### Given information
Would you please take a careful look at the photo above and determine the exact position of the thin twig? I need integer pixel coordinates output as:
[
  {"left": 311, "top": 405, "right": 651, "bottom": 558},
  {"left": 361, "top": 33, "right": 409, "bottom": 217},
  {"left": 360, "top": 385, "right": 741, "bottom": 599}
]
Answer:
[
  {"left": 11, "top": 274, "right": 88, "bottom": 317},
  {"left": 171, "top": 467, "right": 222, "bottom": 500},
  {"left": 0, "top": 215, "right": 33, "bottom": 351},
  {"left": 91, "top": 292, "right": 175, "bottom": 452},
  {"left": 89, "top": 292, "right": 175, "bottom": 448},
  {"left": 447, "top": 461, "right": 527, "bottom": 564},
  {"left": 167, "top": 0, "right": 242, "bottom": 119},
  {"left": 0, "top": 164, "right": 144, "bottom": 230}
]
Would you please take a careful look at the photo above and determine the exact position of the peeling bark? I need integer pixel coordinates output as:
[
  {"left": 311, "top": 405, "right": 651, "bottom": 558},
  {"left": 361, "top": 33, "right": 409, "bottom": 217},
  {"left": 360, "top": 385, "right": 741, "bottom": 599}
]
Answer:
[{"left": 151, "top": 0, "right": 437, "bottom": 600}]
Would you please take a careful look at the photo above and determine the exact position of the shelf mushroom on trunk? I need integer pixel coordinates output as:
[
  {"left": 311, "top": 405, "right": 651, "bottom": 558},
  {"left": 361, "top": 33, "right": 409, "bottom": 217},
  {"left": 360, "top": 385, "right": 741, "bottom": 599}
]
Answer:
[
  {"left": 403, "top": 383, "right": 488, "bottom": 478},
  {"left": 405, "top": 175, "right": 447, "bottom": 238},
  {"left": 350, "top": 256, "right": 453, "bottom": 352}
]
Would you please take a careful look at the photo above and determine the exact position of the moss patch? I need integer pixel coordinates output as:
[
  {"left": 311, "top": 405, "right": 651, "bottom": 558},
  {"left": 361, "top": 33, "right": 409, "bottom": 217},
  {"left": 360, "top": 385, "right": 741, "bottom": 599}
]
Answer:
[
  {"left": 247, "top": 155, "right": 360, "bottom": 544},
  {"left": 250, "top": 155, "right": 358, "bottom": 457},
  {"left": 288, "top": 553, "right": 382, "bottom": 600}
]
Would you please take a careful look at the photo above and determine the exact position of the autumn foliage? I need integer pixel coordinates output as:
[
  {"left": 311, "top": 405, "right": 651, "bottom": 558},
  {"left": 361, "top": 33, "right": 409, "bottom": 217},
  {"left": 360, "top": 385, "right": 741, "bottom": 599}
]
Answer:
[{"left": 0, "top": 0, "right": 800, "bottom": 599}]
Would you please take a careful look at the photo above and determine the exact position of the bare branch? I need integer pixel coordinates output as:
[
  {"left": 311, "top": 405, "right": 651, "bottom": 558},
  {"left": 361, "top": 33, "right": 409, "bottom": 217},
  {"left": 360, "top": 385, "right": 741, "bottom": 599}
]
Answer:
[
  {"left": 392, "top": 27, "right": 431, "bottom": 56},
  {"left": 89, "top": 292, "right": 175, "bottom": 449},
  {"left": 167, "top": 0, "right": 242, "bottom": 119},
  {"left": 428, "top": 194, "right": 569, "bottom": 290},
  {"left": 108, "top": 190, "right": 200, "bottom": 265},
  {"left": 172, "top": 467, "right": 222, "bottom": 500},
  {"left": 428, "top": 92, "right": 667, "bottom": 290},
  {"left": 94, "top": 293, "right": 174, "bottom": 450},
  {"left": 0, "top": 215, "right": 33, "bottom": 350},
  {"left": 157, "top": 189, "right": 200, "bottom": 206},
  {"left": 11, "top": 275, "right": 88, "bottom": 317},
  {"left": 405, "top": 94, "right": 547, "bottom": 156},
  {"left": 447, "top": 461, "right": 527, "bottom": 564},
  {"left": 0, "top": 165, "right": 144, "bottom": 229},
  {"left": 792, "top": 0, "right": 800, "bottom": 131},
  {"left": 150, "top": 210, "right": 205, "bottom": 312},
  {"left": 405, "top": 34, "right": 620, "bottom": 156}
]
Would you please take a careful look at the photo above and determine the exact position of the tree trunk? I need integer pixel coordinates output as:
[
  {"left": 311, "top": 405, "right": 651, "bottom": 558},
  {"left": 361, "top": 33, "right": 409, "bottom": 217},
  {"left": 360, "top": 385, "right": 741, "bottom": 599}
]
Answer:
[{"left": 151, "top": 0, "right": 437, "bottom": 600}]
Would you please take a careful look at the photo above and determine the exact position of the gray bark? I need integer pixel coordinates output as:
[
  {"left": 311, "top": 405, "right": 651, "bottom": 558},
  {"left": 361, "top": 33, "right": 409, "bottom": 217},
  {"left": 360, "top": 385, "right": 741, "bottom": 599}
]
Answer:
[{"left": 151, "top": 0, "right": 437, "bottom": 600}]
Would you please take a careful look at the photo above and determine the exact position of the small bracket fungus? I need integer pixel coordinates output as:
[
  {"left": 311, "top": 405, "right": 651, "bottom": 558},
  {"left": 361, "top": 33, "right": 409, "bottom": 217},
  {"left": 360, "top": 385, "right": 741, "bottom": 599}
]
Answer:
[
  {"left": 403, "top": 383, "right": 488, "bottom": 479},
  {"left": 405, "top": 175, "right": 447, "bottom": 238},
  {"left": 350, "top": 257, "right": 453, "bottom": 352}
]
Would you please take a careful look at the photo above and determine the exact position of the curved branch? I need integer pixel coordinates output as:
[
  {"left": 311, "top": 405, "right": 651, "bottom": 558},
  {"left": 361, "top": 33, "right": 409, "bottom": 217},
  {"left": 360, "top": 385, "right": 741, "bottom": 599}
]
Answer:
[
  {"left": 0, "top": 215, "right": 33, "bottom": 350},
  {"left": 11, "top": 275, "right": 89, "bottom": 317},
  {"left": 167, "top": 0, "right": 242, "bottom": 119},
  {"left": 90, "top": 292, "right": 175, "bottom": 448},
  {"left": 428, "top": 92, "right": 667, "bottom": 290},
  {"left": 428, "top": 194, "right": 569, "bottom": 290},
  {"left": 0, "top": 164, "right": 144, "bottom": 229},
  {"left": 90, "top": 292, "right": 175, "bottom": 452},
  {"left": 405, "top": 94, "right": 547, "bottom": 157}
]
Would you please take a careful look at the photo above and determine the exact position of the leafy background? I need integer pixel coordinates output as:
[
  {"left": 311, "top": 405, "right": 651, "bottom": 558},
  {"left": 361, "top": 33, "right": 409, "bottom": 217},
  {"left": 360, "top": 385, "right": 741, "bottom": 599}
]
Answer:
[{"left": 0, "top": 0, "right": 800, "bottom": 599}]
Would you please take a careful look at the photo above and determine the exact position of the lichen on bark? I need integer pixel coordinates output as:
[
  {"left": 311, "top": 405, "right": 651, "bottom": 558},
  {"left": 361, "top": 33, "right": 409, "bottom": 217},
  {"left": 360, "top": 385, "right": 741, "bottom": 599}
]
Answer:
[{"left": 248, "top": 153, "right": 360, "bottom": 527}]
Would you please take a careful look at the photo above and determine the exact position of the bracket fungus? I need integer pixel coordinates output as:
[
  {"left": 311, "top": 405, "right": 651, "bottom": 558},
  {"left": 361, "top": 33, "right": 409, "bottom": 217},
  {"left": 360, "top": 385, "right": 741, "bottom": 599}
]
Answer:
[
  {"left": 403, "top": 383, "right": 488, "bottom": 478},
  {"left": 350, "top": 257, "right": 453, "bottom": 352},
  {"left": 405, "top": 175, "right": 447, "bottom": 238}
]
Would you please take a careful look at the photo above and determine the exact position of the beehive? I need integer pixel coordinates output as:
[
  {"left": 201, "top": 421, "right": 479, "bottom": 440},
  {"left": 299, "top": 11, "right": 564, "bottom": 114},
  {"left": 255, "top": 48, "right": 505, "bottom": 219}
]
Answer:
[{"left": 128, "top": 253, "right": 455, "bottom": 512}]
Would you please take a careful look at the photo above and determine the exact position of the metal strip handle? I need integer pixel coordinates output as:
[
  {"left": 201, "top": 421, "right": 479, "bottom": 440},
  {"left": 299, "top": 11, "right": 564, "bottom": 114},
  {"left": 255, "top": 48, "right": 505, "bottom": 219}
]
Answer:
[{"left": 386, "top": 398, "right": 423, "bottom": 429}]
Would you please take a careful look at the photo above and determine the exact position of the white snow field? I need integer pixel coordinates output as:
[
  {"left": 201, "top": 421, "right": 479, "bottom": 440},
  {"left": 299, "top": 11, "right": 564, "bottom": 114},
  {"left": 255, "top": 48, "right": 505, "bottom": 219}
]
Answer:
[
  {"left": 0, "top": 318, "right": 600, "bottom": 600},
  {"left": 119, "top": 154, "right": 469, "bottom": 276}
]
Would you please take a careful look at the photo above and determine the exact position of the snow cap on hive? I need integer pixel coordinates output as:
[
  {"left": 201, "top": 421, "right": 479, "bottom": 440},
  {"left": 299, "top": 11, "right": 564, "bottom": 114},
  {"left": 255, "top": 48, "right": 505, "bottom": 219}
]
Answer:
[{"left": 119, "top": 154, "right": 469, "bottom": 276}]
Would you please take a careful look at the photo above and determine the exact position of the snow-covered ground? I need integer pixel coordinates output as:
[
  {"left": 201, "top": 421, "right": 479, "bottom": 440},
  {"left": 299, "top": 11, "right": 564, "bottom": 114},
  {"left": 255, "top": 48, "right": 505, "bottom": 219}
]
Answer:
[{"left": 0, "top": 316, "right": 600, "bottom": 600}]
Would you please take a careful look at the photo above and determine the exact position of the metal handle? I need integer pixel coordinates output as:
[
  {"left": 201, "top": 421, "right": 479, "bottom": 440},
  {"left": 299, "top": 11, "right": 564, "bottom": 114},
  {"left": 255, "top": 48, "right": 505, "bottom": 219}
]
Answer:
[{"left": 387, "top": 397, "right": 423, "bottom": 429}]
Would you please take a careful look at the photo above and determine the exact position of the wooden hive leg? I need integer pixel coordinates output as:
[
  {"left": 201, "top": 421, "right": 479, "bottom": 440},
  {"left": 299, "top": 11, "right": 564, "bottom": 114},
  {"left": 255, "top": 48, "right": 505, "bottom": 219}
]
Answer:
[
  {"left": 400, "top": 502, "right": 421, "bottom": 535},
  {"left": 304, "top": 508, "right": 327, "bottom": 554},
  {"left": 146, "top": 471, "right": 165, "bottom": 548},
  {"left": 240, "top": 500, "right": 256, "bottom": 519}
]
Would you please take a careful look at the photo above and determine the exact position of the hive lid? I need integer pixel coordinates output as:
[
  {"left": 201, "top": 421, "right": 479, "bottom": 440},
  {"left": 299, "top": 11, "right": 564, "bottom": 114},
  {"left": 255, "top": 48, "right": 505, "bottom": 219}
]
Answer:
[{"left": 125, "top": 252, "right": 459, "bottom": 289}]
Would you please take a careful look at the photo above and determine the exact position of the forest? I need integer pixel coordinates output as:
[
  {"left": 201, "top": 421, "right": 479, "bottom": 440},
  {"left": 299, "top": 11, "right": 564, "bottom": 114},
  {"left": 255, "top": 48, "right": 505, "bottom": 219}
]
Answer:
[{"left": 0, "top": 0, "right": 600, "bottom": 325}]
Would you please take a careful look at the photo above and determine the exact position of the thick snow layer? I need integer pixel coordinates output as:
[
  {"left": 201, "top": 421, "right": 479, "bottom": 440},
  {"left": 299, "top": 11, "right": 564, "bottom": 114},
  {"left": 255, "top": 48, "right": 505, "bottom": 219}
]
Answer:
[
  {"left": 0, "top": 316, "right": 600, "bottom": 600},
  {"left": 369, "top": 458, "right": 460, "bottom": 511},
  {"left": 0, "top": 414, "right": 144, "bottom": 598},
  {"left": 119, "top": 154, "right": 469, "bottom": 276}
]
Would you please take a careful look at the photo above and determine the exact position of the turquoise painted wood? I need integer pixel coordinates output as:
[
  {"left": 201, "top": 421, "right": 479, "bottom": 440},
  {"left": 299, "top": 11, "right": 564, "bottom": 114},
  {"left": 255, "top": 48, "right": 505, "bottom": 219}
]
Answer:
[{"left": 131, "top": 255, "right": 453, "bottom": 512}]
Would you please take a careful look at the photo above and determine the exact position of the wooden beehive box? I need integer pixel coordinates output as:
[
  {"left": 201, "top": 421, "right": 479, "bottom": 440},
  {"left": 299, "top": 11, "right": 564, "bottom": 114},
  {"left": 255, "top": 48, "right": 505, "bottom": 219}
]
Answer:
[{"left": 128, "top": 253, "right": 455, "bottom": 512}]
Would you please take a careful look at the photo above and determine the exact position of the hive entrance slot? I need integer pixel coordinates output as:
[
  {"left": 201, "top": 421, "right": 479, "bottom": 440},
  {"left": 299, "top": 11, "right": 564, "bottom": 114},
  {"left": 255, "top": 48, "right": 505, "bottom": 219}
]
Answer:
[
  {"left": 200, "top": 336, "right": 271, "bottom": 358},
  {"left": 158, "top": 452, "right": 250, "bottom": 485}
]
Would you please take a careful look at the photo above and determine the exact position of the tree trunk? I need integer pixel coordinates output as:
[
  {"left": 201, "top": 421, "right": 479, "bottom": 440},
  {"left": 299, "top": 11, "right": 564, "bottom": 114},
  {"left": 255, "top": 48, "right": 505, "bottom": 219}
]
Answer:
######
:: Directions for this task ::
Extract every line from the one with "the hive entrance" down to the final line above, both included, exactly as written.

:: Answer below ::
Would you please take a careful look at the photo above and determine the exact position of the hive entrance slot? I need integer pixel coordinates output as:
[
  {"left": 201, "top": 421, "right": 479, "bottom": 440},
  {"left": 299, "top": 11, "right": 564, "bottom": 114},
  {"left": 255, "top": 48, "right": 505, "bottom": 219}
]
Answer:
[
  {"left": 200, "top": 336, "right": 271, "bottom": 358},
  {"left": 158, "top": 452, "right": 250, "bottom": 485}
]
Would you please take a careful look at the photo above and determine the exact position of the tree trunk? I need integer pixel coordinates output as:
[
  {"left": 201, "top": 421, "right": 479, "bottom": 440},
  {"left": 299, "top": 11, "right": 564, "bottom": 114},
  {"left": 255, "top": 48, "right": 505, "bottom": 219}
]
Answer:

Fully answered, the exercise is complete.